Exercise objective
Echo the part of the entries that opens with the line containing "breast you can find." and closes with the line containing "(441, 159), (476, 189)", both of those lines included, reproducing every line exactly.
** START **
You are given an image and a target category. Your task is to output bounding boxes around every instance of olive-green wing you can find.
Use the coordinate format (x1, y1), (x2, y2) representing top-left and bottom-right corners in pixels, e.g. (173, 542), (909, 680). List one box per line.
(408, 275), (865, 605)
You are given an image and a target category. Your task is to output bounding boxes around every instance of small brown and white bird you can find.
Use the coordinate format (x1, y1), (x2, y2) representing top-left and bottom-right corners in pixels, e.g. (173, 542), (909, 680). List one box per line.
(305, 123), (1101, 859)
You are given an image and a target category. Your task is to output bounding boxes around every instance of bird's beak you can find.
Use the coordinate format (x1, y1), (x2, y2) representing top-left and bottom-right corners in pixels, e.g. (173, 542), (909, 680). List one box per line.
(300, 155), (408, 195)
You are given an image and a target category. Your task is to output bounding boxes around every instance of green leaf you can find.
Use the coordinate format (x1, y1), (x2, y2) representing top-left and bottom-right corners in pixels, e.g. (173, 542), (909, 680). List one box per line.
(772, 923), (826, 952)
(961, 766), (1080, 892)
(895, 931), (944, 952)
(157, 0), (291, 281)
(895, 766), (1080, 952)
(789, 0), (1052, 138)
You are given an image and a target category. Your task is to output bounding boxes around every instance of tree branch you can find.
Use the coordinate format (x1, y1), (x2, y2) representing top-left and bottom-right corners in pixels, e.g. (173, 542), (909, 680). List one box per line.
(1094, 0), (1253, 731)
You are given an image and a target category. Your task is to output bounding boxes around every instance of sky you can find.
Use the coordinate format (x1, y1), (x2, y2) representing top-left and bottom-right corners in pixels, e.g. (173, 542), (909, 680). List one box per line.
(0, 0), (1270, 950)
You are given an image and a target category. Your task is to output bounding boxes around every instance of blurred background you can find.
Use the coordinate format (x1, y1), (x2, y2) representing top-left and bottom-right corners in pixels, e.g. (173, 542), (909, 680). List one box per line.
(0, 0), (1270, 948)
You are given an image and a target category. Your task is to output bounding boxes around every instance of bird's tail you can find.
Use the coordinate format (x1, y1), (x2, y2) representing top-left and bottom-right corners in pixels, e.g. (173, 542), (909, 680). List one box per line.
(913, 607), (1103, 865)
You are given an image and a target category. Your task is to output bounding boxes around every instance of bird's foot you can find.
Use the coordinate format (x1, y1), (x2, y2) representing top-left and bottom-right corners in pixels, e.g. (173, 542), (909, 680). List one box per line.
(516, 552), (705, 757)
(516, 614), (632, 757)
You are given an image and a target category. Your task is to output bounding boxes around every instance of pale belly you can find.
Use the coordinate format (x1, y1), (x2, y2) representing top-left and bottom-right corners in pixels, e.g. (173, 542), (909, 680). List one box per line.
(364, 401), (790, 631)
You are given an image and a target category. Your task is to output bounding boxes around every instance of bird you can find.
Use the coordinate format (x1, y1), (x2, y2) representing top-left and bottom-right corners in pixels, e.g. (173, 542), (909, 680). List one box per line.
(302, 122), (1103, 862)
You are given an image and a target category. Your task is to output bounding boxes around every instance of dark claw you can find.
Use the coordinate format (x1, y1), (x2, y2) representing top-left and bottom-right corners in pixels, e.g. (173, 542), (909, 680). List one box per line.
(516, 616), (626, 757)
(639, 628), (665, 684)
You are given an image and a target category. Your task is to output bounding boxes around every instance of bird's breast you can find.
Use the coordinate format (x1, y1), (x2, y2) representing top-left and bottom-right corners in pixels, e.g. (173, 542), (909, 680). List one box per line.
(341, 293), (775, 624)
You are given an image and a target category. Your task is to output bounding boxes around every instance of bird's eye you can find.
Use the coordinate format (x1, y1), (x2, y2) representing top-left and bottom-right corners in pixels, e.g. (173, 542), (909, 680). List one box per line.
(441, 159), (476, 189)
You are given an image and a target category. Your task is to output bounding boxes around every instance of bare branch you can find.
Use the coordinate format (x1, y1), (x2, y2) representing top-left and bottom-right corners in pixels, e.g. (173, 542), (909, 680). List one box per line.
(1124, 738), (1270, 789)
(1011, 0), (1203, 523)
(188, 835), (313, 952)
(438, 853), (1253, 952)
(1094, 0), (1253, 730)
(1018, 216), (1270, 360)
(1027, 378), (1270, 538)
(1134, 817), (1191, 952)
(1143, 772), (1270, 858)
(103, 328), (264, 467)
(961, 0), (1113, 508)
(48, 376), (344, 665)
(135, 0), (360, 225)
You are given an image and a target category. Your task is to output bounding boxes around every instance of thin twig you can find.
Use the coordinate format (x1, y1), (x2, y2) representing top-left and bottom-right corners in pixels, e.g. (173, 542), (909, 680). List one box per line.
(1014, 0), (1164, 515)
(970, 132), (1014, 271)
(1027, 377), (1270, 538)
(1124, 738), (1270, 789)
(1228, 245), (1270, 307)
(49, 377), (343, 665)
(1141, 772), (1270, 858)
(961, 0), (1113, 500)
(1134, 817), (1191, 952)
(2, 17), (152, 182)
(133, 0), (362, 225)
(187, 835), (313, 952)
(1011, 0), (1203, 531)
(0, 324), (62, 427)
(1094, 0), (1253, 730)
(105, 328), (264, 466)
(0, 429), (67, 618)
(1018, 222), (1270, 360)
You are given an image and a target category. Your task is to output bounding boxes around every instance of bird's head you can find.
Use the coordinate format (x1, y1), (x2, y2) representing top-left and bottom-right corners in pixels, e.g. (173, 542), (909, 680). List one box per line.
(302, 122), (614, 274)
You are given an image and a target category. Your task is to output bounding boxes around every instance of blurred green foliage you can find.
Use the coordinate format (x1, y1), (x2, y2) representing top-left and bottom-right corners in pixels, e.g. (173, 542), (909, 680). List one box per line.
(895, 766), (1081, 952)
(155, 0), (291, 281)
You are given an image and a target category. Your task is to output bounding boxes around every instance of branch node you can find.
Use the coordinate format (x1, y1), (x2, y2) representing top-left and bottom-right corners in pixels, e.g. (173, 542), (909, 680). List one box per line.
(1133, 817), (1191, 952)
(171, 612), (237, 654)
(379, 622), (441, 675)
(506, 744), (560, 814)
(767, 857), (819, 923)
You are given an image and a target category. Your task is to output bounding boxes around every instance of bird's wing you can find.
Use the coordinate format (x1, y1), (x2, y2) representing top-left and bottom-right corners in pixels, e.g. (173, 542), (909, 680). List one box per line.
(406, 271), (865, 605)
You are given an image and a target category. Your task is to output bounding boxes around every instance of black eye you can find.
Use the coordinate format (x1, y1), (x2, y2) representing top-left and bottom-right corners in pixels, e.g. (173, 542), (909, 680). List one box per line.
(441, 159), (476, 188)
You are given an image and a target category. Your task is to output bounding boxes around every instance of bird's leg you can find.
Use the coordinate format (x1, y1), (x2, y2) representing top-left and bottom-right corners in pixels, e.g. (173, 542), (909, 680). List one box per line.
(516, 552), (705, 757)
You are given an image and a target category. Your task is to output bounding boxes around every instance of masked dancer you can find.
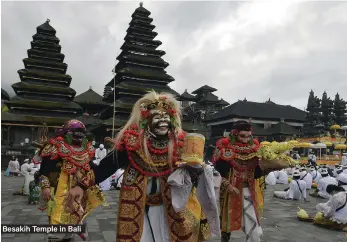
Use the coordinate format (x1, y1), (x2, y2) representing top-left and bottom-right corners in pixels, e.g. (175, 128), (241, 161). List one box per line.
(64, 92), (210, 242)
(213, 121), (294, 242)
(39, 120), (104, 241)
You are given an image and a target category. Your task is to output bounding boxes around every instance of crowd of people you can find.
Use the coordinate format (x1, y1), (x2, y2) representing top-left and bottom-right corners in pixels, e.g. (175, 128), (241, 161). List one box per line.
(266, 162), (347, 231)
(3, 92), (347, 242)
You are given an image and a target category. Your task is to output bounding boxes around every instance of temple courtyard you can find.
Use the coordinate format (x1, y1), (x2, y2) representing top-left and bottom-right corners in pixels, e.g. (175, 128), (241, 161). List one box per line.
(1, 173), (347, 242)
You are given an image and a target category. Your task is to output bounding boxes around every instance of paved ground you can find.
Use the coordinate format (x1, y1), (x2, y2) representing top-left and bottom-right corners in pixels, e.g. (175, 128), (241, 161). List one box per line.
(1, 174), (347, 242)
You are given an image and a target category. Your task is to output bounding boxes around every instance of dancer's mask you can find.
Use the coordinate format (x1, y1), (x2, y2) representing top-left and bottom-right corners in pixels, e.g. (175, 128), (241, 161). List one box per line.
(63, 119), (87, 144)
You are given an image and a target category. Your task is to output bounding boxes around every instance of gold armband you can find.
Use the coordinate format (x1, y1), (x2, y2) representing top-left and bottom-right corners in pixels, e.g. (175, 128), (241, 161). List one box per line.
(40, 175), (51, 189)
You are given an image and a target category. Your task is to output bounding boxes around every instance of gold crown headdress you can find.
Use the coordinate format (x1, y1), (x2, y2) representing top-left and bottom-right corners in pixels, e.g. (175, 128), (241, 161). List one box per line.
(140, 94), (179, 128)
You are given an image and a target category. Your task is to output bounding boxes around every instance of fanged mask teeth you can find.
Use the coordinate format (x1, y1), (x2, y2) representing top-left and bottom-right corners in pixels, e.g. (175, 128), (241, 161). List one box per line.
(158, 123), (169, 127)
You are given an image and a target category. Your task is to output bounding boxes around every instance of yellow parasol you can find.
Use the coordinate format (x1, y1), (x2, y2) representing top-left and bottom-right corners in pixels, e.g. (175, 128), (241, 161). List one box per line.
(288, 140), (299, 145)
(297, 143), (312, 148)
(323, 141), (333, 146)
(329, 124), (341, 130)
(260, 141), (271, 145)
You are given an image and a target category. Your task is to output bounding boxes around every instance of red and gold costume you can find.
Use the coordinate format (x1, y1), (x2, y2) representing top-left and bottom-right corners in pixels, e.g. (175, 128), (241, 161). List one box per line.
(212, 121), (292, 242)
(39, 120), (104, 241)
(87, 92), (210, 242)
(212, 138), (263, 233)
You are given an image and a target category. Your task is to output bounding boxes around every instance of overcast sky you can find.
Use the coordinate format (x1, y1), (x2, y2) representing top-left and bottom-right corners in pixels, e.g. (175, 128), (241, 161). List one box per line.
(1, 1), (347, 109)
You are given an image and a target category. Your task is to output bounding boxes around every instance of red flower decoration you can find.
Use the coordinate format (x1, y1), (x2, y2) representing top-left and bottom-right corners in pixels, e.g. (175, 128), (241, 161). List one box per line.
(167, 108), (177, 116)
(130, 124), (137, 130)
(141, 110), (149, 118)
(222, 138), (229, 145)
(177, 132), (185, 140)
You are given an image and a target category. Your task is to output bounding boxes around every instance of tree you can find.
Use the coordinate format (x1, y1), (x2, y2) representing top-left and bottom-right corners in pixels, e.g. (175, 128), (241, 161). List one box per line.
(320, 92), (334, 129)
(303, 90), (321, 136)
(333, 93), (347, 126)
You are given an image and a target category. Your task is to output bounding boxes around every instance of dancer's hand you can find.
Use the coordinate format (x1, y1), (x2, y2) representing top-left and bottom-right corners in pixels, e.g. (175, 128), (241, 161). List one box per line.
(42, 188), (52, 201)
(65, 186), (84, 211)
(228, 185), (240, 196)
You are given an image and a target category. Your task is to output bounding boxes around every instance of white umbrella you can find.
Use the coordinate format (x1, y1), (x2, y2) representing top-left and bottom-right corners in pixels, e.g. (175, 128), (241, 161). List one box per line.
(312, 143), (327, 160)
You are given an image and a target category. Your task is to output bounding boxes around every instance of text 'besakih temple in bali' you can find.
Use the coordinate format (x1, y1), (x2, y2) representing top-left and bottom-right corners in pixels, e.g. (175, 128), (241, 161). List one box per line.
(1, 4), (347, 166)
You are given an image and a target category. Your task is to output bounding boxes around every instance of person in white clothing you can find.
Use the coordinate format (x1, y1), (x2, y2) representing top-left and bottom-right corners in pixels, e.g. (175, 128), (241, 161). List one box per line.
(285, 165), (295, 176)
(16, 159), (34, 196)
(314, 185), (347, 231)
(274, 171), (307, 201)
(341, 153), (347, 166)
(265, 171), (278, 186)
(8, 156), (20, 176)
(336, 173), (347, 191)
(112, 167), (125, 190)
(310, 166), (322, 183)
(342, 165), (347, 174)
(308, 152), (317, 165)
(310, 169), (338, 199)
(94, 144), (112, 191)
(94, 144), (107, 165)
(276, 170), (288, 184)
(299, 168), (312, 190)
(336, 166), (345, 177)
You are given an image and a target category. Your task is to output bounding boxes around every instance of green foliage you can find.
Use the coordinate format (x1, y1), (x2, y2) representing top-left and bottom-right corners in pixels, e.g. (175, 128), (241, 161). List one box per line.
(65, 134), (72, 145)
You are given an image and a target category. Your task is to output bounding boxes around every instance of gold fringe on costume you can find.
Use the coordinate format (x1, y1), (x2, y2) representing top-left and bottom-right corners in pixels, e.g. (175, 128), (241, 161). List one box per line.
(49, 167), (105, 224)
(116, 167), (210, 242)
** END **
Right answer
You are given an image and a target category. Your task is to output bounding boxes around every instance of bird's breast you can find.
Use the coordinate format (x1, y1), (x2, y2) representing top-left and bottom-right corners in pixels, e.g. (173, 542), (909, 680). List one box per line.
(341, 293), (775, 624)
You are given an image and a target category. Your task is to output bounding boxes around every instance of bird's eye you can find.
Use the coordinate format (x1, y1), (x2, y2) representing top-left and bottom-right corners in pixels, e.g. (173, 542), (909, 680). List one box per line.
(441, 159), (476, 189)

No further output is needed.